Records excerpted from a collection
++++++

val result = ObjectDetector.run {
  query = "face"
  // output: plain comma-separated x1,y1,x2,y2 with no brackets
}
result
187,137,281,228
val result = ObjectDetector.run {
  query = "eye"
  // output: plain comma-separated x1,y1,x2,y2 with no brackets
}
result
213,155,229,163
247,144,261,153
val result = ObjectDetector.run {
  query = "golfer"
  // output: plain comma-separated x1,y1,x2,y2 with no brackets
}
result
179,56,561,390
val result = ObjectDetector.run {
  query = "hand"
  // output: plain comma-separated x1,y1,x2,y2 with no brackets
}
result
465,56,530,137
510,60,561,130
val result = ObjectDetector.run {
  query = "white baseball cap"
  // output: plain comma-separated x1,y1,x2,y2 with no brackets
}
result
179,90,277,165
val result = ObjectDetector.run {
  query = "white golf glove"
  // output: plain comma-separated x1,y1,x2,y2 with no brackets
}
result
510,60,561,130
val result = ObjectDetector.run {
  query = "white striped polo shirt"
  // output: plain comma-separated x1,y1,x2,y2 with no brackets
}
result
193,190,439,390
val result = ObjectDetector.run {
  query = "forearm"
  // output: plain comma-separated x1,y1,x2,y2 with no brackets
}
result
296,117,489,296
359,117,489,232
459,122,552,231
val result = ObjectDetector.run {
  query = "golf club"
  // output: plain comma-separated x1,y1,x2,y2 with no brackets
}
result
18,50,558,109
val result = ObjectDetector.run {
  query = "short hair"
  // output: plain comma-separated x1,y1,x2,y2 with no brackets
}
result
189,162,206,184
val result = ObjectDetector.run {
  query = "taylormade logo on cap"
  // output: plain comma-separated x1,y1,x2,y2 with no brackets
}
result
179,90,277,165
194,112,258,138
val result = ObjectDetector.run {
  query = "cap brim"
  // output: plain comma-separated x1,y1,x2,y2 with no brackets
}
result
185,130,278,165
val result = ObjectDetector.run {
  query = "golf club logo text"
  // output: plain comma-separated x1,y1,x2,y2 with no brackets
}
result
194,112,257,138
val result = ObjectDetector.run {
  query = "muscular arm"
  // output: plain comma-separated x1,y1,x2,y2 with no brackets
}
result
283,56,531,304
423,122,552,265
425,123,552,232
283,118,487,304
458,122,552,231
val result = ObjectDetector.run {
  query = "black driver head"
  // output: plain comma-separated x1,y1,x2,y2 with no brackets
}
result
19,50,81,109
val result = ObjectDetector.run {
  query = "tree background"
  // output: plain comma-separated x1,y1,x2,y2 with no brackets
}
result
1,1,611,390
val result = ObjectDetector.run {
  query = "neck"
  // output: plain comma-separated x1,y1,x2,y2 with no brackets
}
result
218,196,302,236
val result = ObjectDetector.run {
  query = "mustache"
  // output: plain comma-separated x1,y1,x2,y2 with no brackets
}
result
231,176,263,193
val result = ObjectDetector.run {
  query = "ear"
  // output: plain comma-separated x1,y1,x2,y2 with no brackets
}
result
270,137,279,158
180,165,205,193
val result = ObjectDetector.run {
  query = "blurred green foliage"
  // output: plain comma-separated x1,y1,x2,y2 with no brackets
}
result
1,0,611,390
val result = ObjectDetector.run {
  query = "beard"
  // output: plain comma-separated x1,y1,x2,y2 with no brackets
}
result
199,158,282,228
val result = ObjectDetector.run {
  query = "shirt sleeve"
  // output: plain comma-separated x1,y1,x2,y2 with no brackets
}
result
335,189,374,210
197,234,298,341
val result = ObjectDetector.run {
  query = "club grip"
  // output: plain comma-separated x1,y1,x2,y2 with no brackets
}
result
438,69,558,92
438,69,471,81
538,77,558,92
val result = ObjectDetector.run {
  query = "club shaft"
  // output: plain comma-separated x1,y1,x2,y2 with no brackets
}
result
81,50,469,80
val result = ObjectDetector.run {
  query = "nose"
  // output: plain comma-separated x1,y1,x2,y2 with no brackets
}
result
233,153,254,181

++++++

Task directions: Make an exact copy of all the entries above.

Your response:
val result = ObjectDetector.run {
  query = "face"
  // output: plain comma-separated x1,y1,x2,y2 with no brackets
}
result
187,137,281,228
val result = ObjectDetector.run {
  query = "eye"
  // output: plain comma-separated x1,y1,x2,y2 with no brackets
}
result
213,155,229,163
247,144,261,153
val result = ObjectDetector.run {
  query = "golfer"
  // output: plain comma-separated x1,y1,x2,y2 with no brackets
}
result
179,56,561,390
val result = ObjectDetector.run {
  query = "hand"
  // output: plain comma-separated x1,y1,x2,y2 with no brackets
}
result
465,56,530,137
510,60,561,130
val result = ObjectDetector.run {
  query = "white baseball cap"
  // output: plain comma-separated x1,y1,x2,y2 with no brackets
}
result
179,90,277,165
val result = ObjectDetector.run {
  query = "white golf glove"
  // output: plain comma-separated x1,y1,x2,y2 with no brackets
}
result
510,60,561,130
val result = ObjectDetector.run {
  query = "white striped polo shirt"
  // output: plain comma-separated x1,y1,x2,y2 with no brackets
}
result
193,190,439,390
val result = ObjectDetector.run {
  query = "forearm"
  // output: plain comma-separated x1,y1,x2,y2 with no brackets
}
result
296,117,489,296
359,117,489,232
459,122,552,231
val result = ObjectDetector.run {
  query = "golf club"
  // output: plain comma-separated x1,y1,x2,y2 with no brackets
}
result
18,50,558,109
val result = ObjectDetector.run {
  query = "short hair"
  // output: plain comma-separated x1,y1,x2,y2 with no brackets
}
result
189,162,206,184
val result = ObjectDetector.run {
  query = "taylormade logo on cap"
  // output: plain comma-separated x1,y1,x2,y2 with no brackets
}
result
179,90,277,165
194,112,258,138
val result = ObjectDetector.run {
  query = "cap brim"
  // output: plain comma-separated x1,y1,x2,y2 with no brackets
}
result
185,130,278,165
val result = ObjectDetector.run {
  query = "golf club logo text"
  // output: plain comma-separated x1,y1,x2,y2 with no brackets
}
result
194,112,257,138
val result = ObjectDetector.run {
  query = "muscular arm"
  // output: plain comma-separated x1,y1,x2,y2 with no brackets
}
result
283,56,531,304
423,122,552,265
425,123,552,232
283,118,487,304
458,122,552,231
val result = ObjectDetector.run {
  query = "black driver head"
  // output: plain comma-separated x1,y1,x2,y2 with no brackets
}
result
19,50,81,109
val result = ObjectDetector.run {
  query = "tree background"
  // output: plain comma-separated x1,y1,x2,y2 with no brackets
}
result
1,1,611,390
val result = ObjectDetector.run {
  query = "neck"
  // output: plain comma-separated x1,y1,x2,y2 with no brackets
}
result
218,196,302,236
val result = ObjectDetector.run {
  query = "mustache"
  // output: plain comma-separated x1,y1,x2,y2 with no brackets
}
result
231,176,263,193
val result = ObjectDetector.run {
  query = "ear"
  // output: plain comma-separated x1,y1,x2,y2 with no brackets
}
result
270,137,279,158
180,165,205,193
val result = ObjectDetector.run {
  query = "blurred green foliage"
  // output: plain comma-separated x1,y1,x2,y2 with no brackets
}
result
1,0,611,390
val result = ObjectDetector.run {
  query = "beard"
  // output: plain comma-separated x1,y1,x2,y2 with no brackets
}
result
199,158,282,228
val result = ObjectDetector.run {
  query = "shirt sleeve"
  // output: plain comma-separated x1,y1,x2,y2 with no brackets
}
result
335,189,374,210
197,234,298,341
val result = ObjectDetector.run {
  query = "club grip"
  // output: plain comma-separated x1,y1,x2,y2 with no brackets
}
result
438,69,558,92
438,69,471,81
538,77,558,92
val result = ObjectDetector.run {
  query = "club shaft"
  // output: plain comma-separated x1,y1,x2,y2 with no brackets
}
result
81,50,469,80
val result = ObjectDetector.run {
  query = "nose"
  // output: plain comma-separated x1,y1,x2,y2 with no brackets
}
result
233,153,254,181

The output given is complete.